* start *
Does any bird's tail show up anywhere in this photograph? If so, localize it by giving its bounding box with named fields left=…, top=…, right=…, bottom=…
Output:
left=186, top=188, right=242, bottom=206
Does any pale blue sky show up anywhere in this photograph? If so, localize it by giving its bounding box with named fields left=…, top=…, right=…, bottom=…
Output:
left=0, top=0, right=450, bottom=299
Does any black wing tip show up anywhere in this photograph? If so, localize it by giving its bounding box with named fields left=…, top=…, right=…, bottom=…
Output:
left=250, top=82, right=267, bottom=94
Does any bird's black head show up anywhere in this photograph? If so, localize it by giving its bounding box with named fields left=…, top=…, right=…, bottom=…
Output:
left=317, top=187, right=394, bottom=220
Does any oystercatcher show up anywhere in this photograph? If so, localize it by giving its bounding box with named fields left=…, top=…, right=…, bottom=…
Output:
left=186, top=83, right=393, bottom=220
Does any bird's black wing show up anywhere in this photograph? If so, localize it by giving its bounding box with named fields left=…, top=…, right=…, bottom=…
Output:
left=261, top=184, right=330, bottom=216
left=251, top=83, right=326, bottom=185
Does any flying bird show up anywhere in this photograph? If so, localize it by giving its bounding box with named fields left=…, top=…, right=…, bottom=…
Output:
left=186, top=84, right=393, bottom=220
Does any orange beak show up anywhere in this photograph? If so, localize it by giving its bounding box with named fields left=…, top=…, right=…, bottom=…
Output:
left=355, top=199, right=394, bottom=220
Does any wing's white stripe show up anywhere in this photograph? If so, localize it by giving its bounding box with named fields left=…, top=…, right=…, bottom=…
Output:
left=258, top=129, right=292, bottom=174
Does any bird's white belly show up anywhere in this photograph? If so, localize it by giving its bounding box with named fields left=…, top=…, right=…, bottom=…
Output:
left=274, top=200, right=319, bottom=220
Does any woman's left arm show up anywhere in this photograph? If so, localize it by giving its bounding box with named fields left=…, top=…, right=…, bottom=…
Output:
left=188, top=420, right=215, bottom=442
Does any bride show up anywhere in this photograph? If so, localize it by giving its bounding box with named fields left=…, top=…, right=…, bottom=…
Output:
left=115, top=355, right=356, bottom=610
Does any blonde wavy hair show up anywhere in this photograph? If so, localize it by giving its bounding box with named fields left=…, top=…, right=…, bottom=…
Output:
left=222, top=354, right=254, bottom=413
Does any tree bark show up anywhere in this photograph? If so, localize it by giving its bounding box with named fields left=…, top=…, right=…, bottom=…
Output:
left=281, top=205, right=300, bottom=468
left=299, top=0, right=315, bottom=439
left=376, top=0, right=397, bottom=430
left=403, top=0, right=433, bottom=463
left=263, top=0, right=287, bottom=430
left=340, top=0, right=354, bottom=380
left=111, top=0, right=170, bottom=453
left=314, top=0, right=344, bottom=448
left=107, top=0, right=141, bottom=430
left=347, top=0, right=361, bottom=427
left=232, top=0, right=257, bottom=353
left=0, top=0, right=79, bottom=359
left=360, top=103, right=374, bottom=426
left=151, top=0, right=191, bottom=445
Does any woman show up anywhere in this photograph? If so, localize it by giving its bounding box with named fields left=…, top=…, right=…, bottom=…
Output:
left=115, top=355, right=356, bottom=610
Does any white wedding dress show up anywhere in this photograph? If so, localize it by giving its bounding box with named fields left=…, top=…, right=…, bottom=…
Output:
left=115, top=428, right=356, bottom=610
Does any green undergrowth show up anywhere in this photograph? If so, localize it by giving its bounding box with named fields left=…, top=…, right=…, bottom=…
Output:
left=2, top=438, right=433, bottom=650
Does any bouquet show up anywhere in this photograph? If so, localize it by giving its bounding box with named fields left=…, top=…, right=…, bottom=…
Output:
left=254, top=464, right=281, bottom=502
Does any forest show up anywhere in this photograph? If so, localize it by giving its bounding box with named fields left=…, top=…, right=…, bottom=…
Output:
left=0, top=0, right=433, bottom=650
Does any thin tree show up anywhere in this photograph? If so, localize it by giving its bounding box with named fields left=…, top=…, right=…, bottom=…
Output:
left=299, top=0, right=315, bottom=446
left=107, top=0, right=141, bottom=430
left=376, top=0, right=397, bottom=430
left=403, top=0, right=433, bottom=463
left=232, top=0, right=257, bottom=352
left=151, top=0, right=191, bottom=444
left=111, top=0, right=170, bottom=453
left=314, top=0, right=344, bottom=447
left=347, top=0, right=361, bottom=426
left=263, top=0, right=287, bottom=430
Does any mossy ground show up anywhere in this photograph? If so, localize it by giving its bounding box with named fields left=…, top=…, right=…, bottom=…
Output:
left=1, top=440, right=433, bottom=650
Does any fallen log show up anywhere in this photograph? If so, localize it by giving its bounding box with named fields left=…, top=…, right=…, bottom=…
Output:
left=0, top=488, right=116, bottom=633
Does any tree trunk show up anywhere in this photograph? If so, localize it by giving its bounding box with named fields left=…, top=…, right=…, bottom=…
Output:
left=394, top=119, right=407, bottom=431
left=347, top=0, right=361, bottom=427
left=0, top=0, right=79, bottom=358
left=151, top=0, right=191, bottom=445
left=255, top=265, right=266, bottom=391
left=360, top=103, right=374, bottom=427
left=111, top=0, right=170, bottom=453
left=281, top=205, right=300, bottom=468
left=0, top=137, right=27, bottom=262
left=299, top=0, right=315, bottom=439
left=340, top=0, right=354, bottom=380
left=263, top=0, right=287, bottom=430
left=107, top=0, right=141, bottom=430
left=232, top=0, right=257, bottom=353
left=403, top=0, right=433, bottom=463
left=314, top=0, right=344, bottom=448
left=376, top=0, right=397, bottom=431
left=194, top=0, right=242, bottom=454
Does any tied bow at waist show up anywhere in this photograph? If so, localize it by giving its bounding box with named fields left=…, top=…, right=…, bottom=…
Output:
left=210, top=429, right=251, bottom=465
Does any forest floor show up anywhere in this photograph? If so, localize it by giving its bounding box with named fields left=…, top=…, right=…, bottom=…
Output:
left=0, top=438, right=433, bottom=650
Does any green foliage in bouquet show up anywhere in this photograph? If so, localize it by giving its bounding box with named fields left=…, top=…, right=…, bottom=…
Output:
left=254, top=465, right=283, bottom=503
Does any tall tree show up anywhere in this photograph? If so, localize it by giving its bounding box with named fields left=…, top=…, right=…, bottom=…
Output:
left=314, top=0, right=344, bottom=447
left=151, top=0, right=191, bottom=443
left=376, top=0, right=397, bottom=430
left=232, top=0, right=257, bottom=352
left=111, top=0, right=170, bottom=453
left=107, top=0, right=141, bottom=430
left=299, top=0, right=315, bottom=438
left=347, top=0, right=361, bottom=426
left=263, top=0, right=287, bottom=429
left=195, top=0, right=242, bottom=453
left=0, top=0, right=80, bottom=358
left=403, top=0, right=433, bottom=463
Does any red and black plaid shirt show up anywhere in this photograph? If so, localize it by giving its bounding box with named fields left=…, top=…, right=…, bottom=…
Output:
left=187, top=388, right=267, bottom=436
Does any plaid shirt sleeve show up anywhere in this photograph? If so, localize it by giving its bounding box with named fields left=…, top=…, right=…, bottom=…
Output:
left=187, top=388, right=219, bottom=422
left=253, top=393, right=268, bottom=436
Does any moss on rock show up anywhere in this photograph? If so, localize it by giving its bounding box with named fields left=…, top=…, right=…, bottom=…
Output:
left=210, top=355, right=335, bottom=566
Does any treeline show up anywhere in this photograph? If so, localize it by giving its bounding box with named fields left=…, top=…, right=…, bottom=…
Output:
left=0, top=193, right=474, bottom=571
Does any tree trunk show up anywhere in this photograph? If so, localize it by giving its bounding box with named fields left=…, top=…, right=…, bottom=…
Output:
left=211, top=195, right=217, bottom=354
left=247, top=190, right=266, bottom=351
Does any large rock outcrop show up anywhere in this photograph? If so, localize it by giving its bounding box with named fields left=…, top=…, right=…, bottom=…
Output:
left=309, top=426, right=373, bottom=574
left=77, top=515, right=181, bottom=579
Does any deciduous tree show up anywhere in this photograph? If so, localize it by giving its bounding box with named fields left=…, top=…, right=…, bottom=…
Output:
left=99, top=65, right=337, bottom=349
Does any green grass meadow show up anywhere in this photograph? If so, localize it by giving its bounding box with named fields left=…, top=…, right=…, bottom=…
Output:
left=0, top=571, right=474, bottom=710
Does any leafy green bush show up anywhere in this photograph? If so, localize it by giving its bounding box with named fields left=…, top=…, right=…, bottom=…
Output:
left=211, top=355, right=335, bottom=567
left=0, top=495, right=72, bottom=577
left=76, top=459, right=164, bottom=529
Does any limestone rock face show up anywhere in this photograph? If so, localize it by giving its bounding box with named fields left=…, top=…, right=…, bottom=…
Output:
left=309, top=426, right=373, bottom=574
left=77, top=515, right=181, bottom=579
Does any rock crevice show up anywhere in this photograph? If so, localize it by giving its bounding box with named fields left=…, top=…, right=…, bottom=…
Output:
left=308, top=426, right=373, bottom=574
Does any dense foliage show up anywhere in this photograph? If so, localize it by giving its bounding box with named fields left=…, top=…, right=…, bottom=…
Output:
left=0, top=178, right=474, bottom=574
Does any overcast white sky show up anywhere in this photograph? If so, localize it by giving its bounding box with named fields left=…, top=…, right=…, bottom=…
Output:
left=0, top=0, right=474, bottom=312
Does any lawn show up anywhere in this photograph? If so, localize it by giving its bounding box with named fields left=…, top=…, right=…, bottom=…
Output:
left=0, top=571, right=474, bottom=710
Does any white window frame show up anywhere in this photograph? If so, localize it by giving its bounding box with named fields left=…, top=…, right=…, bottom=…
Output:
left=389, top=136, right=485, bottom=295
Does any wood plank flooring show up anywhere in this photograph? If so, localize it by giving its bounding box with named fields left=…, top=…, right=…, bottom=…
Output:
* end *
#### Aim of the exercise
Duplicate the entries word for word, starting at their first line and ending at the line that contains "left=186, top=188, right=242, bottom=206", with both of those lines included.

#### Result below
Does any bird's tail show up anywhere in this photograph? If so, localize it by giving its bounding box with named fields left=…, top=…, right=…, bottom=…
Output:
left=186, top=188, right=242, bottom=206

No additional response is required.